**Text extract:**
= = = = =

This wraps around Code from Project 3: Using Logic to Hunt the Wumpus
DQN algorithm(dqn/) - for training Wumpus world environment

Setup Python Environment

Create new environment with Python 3.7

conda create -n wumpus-rl python=3.7
conda activate wumpus-rl

Install packages

pip install -r requirements.txt
pip install -e gym-wumpus

Using Wumpus Environment

The sample code uses wumpus-v0 environment that is defined inside gym-wumpus/ folder.
This assumes you have already run pip install -e gym-wumpus command, which installs the wumpus world as a dependency inside the Python virtual environment.

Sample usage execution

>>> import gym_wumpus   # To be imported before `gym`
>>> import gym

>>> env = gym.make('wumpus-v0') # Initialize wumpus environment
>>> env.reset()
array([1, 1, 0, 0, 0, 0, 0, 0], dtype=uint32)

>>> env.render()
Scores: <Explorer>=0
  0   1   2   3   4   5    time_step=0
|---|---|---|---|---|---|
| # | # | # | # | # | # | 5
|---|---|---|---|---|---|
| # |   |   |   |   | # | 4
|---|---|---|---|---|---|
| # | W | G | P |   | # | 3
|---|---|---|---|---|---|
| # |   |   |   |   | # | 2
|---|---|---|---|---|---|
| # | ^ |   | P |   | # | 1
|---|---|---|---|---|---|
| # | # | # | # | # | # | 0
|---|---|---|---|---|---|

>>> env.step(2)  # Forward action
(array([1, 2, 0, 1, 0, 0, 0, 0], dtype=uint32), -1, False, {})

>>> env.render()
Scores: <Explorer>=-1
  0   1   2   3   4   5    time_step=1
|---|---|---|---|---|---|
| # | # | # | # | # | # | 5
|---|---|---|---|---|---|
| # |   |   |   |   | # | 4
|---|---|---|---|---|---|
| # | W | G | P |   | # | 3
|---|---|---|---|---|---|
| # | ^ |   |   |   | # | 2
|---|---|---|---|---|---|
| # |   |   | P |   | # | 1
|---|---|---|---|---|---|
| # | # | # | # | # | # | 0
|---|---|---|---|---|---|

Modifying `gym-wumpus` environment

gym-wumpus/gym_wumpus/envs/wumpus_env.py - Defines the gym.Env class skeleton for Wumpus World environment. Modify the class to change the behavior.

= = = = =

**Stored rows:**
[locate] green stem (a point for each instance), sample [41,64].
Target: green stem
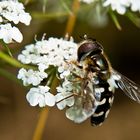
[9,76]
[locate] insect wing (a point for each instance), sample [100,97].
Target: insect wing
[130,88]
[83,107]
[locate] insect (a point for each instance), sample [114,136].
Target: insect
[98,84]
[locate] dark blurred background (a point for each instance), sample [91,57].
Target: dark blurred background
[18,119]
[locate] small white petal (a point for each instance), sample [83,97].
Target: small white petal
[49,99]
[16,35]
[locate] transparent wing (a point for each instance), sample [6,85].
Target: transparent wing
[130,88]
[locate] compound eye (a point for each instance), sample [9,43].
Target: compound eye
[87,48]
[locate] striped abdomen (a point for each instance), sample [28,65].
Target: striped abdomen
[103,102]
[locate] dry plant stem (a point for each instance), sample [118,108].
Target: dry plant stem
[44,112]
[72,17]
[41,124]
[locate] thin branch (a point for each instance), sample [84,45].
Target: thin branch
[41,124]
[72,17]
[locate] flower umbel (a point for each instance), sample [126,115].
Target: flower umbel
[48,56]
[12,11]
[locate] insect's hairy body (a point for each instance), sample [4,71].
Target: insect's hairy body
[94,82]
[99,66]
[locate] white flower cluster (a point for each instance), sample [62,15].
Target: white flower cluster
[121,6]
[48,55]
[12,11]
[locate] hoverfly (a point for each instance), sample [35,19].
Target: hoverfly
[98,85]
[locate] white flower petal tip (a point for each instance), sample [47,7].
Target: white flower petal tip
[31,77]
[40,96]
[9,33]
[12,10]
[50,99]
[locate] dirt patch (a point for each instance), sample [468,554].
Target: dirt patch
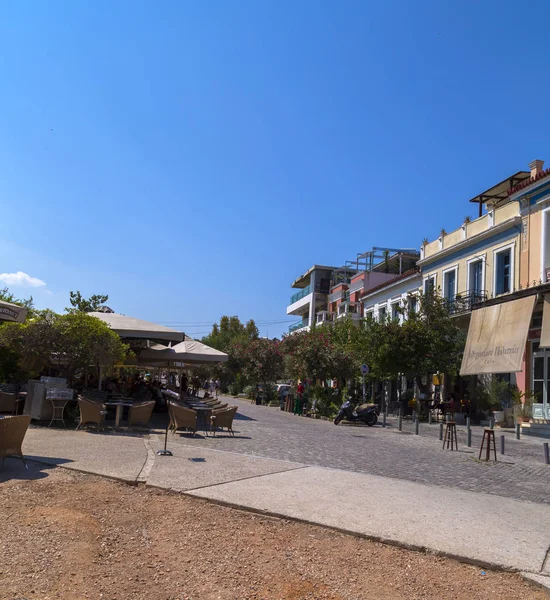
[71,536]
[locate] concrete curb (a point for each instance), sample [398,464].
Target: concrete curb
[373,538]
[538,580]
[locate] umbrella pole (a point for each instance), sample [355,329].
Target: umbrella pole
[165,452]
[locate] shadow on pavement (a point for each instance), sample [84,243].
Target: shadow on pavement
[14,469]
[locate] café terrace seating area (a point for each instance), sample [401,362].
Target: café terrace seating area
[120,404]
[185,413]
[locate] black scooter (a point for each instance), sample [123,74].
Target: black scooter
[367,415]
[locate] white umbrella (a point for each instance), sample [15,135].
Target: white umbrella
[130,327]
[188,351]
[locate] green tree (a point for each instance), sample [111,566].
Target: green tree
[319,354]
[7,296]
[228,336]
[429,341]
[262,362]
[230,331]
[71,342]
[81,304]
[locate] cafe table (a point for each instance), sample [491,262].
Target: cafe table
[120,403]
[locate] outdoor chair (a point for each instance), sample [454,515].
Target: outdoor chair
[140,413]
[90,413]
[182,418]
[223,418]
[8,402]
[12,432]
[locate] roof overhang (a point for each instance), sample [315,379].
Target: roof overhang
[499,191]
[303,280]
[12,312]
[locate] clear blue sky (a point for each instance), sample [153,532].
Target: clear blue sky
[191,159]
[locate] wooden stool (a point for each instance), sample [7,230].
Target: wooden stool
[450,436]
[488,434]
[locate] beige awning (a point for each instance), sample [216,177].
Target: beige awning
[497,337]
[188,351]
[545,333]
[130,327]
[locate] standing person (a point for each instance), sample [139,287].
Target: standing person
[299,399]
[183,389]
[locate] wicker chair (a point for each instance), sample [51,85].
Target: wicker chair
[12,432]
[181,417]
[223,418]
[7,402]
[140,413]
[90,412]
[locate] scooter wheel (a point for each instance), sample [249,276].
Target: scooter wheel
[372,420]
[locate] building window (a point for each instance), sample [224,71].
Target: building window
[476,277]
[395,311]
[429,285]
[449,284]
[413,304]
[503,271]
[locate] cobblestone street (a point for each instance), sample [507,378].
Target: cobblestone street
[271,433]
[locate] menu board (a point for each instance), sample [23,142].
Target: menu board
[59,394]
[53,379]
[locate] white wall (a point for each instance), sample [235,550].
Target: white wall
[386,297]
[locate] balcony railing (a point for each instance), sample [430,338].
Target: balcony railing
[297,325]
[462,303]
[299,295]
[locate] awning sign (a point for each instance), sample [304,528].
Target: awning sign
[497,337]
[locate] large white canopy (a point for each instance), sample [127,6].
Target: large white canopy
[129,327]
[188,351]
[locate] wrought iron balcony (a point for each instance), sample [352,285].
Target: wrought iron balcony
[299,295]
[463,303]
[298,325]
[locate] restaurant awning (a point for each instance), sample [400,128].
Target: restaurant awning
[188,351]
[12,312]
[129,327]
[497,336]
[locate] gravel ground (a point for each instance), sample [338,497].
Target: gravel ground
[71,536]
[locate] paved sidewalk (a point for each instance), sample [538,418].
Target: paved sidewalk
[493,531]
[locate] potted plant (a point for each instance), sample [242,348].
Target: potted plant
[499,396]
[523,405]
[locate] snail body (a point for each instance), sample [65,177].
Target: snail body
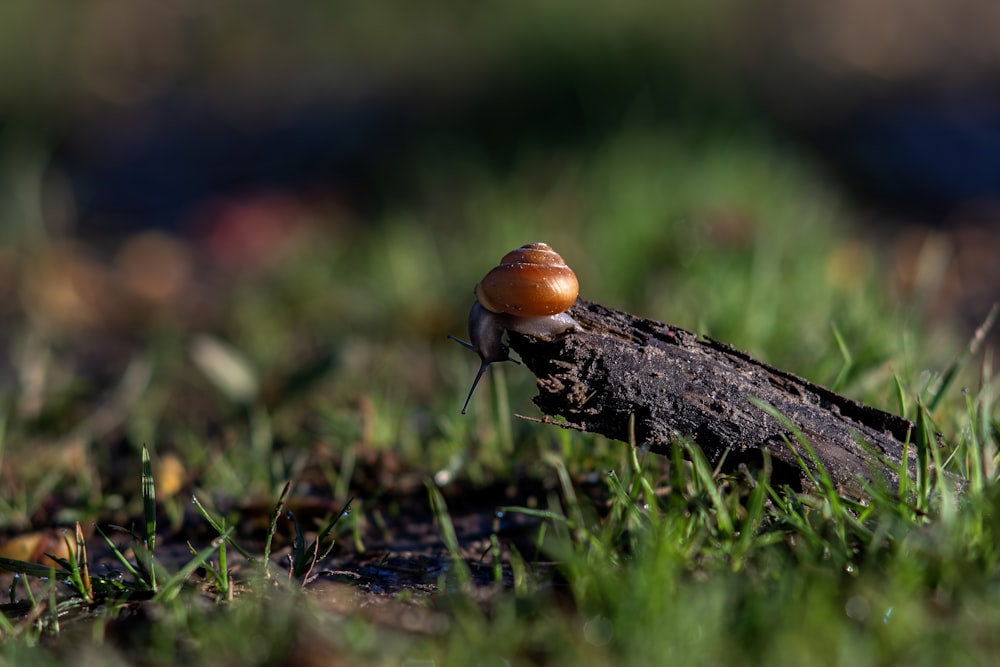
[528,292]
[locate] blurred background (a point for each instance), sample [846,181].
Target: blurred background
[329,180]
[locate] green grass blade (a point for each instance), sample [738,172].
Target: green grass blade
[169,589]
[447,530]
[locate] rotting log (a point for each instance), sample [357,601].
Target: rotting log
[677,384]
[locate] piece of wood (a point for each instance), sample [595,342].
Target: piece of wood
[678,384]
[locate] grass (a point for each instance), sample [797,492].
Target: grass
[333,372]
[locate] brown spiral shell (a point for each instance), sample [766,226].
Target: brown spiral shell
[532,281]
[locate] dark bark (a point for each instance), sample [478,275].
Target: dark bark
[679,384]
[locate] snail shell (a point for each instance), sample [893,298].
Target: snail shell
[531,281]
[527,292]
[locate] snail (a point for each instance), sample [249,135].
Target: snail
[528,292]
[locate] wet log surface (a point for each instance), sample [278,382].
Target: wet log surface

= = = = =

**Directions for this task:** Can you rewrite the Wumpus setup guide from "This assumes you" up to and including "0, 0, 0, 0, 0], dtype=uint32)", putting "conda environment" wherever "virtual environment" appears?

**Written solution:**
This assumes you have already run pip install -e gym-wumpus command, which installs the wumpus world as a dependency inside the Python conda environment.

Sample usage execution

>>> import gym_wumpus   # To be imported before `gym`
>>> import gym

>>> env = gym.make('wumpus-v0') # Initialize wumpus environment
>>> env.reset()
array([1, 1, 0, 0, 0, 0, 0, 0], dtype=uint32)